Исходный текст:

В Москве покажут фильм Кесьлевского

Тройной цвет двойной жизни К. К.

       Вчера было объявлено о показе в Киноцентре одного из шедевров европейского кинематографа 90-х — картины "Двойная жизнь Вероники" режиссера Кшиштофа Кесьлевского. Предполагаемая дата российской премьеры фильма — 21 июля.
       
       На фоне почти синхронного поступления на отечественный видеорынок коммерческих американских хитов стало традицией измеряющееся годами опоздание, с каким приходят к нам европейские арт-фильмы. Вдохновленные поначалу успехом "Повара, вора..." акулы видеобизнеса подвергли Гринуэя санкциям после осечки с "Книгами Просперо". Что же говорить о Кесьлевском — его шансы появиться в видеотеках близки к нулю. Спасибо телевидению, упорно, хотя и бессистемно крутившему "Декалог". Дальше — тишина. О славе, обрушившейся на автора, и ее драматических перипетиях можно узнать только из фестивальных репортажей.

Показанные записи:
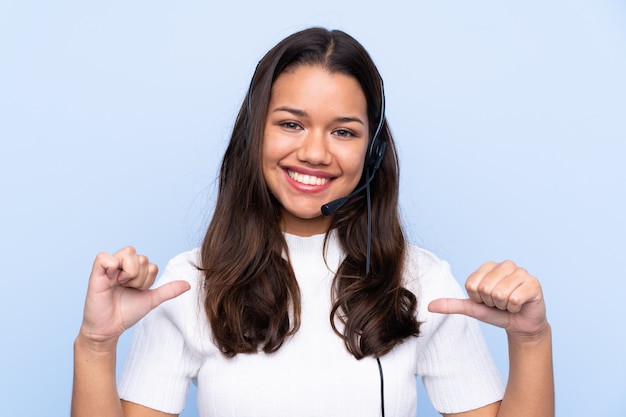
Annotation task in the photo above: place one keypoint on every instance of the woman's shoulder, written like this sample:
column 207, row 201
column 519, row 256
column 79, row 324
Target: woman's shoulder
column 428, row 275
column 184, row 266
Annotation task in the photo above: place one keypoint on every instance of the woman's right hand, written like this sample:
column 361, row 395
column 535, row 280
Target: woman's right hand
column 119, row 295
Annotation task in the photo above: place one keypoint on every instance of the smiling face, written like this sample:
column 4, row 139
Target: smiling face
column 314, row 144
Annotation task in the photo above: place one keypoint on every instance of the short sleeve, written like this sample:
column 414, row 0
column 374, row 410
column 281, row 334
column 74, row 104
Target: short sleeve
column 160, row 365
column 456, row 367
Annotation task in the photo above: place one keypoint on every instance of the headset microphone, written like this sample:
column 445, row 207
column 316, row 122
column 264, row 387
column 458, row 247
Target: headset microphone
column 333, row 206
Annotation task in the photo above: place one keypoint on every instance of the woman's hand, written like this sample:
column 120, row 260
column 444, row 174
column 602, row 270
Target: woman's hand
column 504, row 295
column 119, row 295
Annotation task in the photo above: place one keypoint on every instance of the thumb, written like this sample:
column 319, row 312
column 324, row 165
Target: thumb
column 469, row 308
column 168, row 291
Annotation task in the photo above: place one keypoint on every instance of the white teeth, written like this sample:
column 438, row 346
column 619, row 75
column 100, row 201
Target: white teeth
column 307, row 179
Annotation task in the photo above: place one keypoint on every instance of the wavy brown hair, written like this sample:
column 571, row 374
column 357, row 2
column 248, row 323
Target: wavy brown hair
column 252, row 296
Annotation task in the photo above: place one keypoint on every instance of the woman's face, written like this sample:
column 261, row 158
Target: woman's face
column 314, row 144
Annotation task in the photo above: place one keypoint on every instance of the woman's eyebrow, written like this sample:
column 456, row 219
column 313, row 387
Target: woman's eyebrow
column 302, row 113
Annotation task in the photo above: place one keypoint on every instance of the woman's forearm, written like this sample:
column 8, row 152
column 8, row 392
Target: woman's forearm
column 95, row 390
column 530, row 388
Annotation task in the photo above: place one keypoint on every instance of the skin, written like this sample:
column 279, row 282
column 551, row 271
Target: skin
column 316, row 132
column 316, row 125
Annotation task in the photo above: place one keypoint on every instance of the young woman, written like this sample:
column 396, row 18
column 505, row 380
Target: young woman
column 285, row 311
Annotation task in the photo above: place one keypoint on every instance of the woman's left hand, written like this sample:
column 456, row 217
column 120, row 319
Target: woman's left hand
column 501, row 294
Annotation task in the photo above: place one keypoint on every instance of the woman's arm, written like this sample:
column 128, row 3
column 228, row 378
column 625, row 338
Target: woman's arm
column 504, row 295
column 118, row 296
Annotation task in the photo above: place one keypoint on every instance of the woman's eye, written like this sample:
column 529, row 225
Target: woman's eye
column 290, row 125
column 343, row 133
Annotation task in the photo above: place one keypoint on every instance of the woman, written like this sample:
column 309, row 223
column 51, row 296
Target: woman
column 286, row 311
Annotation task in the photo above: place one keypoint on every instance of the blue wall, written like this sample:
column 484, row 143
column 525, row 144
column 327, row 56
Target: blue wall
column 510, row 118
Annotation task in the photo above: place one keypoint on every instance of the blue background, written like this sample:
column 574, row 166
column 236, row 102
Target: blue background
column 510, row 118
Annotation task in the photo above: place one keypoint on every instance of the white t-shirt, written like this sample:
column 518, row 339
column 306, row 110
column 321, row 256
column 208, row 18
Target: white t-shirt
column 312, row 374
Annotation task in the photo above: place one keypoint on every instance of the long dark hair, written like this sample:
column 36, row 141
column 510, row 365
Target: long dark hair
column 252, row 297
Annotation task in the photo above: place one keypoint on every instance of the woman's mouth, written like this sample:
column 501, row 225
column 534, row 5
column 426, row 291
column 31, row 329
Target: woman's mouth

Задания:
- 1) Объясните по заметке о фильме Кесьлевского, после чего акулы видеобизнеса подвергли Гринуэя санкциям. Ответ дайте в одном–трех предложениях.
- 2) Выведите из заметки о фильме Кесьлевского весь отрывок, начиная со слов «Тройной цвет двойной» и вниз до слов «фильма — 21 июля.».
- 3) Пожалуйста, ответьте по заметке о фильме Кесьлевского на три вопроса:
(a) Где покажут «Двойную жизнь Вероники»?
(b) Какова предполагаемая дата российской премьеры фильма?
(c) Какой фильм упорно, хотя и бессистемно крутило телевидение?

Список ответов:
- 1) Санкции последовали после осечки с «Книгами Просперо». Поначалу акул видеобизнеса вдохновлял успех «Повара, вора...».

- 2)
Тройной цвет двойной жизни К. К.

       Вчера было объявлено о показе в Киноцентре одного из шедевров европейского кинематографа 90-х — картины "Двойная жизнь Вероники" режиссера Кшиштофа Кесьлевского. Предполагаемая дата российской премьеры фильма — 21 июля.

- 3)
(a) В Киноцентре.
(b) 21 июля.
(c) «Декалог».